## Aufgabenstellung
**a.** Welche beiden Programmiersprachen beherrscht Rezzer laut dem Forumsbeitrag über Angular bereits?
**b.** Bearbeite den Forumsbeitrag über Angular: Gib ihn von "Mit dem Buch" bis einschließlich "ein paar Minuten." wieder und ersetze dabei "verdammt viele" durch "sehr viele".

## Vorgegebener Text
--*--

# Probleme mit Angular | Gängige Strukturen und Herangehensweisen



## Rezzer (17. Feb 2022)

Hallo zusammen,

ich nehme gerade an einer Umschulung teil, indem wir gerade das Modul Angular haben. Leider ist der Dozent total inkompetent und unterrichtet nicht, sondern hat uns nur das Angular Buch übergeben. Dieses sollen wir als Selbststudium sehen und das Projekt Book Monkey umsetzen, bzw. ist es einfach nur abtippen des Codes.
Mit dem Buch komme ich überhaupt nicht zurecht, obwohl ich durch mein abgebrochenes Studium schon in Java und C# programmieren kann und somit kein Problem mit der Programmierung allgemein habe. Es geht mir eher darum, die gängigen Methoden und Herangehensweisen zu verstehen. Ich habe mir schon verdammt viele gute englische YouTube Videos angeguckt, um HTML und CSS grundlegend zu erlernen. TypeScript ist für mich kein Problem. Sobald ich aber etwas umsetzen möchte, hakt es oft nach ein paar Minuten.

--*--

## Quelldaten

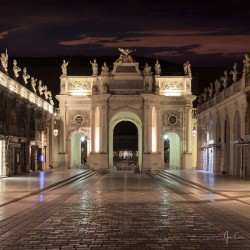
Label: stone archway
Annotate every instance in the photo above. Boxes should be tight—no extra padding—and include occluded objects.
[69,130,89,168]
[109,111,142,170]
[233,111,241,176]
[163,132,181,169]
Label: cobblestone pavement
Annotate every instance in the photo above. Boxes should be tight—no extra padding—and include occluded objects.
[0,174,250,250]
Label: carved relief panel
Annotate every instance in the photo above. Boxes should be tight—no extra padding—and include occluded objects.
[68,110,90,127]
[66,77,93,95]
[162,110,184,127]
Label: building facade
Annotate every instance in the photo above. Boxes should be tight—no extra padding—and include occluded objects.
[0,51,54,176]
[197,55,250,177]
[53,49,197,172]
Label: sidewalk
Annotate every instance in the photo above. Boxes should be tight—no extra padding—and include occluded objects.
[165,170,250,204]
[0,169,87,206]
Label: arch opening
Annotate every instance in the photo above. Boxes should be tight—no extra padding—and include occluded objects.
[71,132,88,168]
[113,121,138,171]
[109,111,142,172]
[163,132,181,169]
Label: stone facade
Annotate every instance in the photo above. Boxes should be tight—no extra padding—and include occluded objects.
[0,52,54,176]
[54,49,196,172]
[197,55,250,177]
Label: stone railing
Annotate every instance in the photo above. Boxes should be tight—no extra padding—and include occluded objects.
[0,72,54,114]
[197,74,250,113]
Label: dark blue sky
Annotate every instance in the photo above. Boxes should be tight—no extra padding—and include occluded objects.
[0,0,250,67]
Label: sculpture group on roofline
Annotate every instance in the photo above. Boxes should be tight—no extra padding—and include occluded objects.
[198,54,250,105]
[0,49,54,105]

--*--

## Lösungen je Aufgabe
**a.** Java und C#.

**b.**
Mit dem Buch komme ich überhaupt nicht zurecht, obwohl ich durch mein abgebrochenes Studium schon in Java und C# programmieren kann und somit kein Problem mit der Programmierung allgemein habe. Es geht mir eher darum, die gängigen Methoden und Herangehensweisen zu verstehen. Ich habe mir schon sehr viele gute englische YouTube Videos angeguckt, um HTML und CSS grundlegend zu erlernen. TypeScript ist für mich kein Problem. Sobald ich aber etwas umsetzen möchte, hakt es oft nach ein paar Minuten.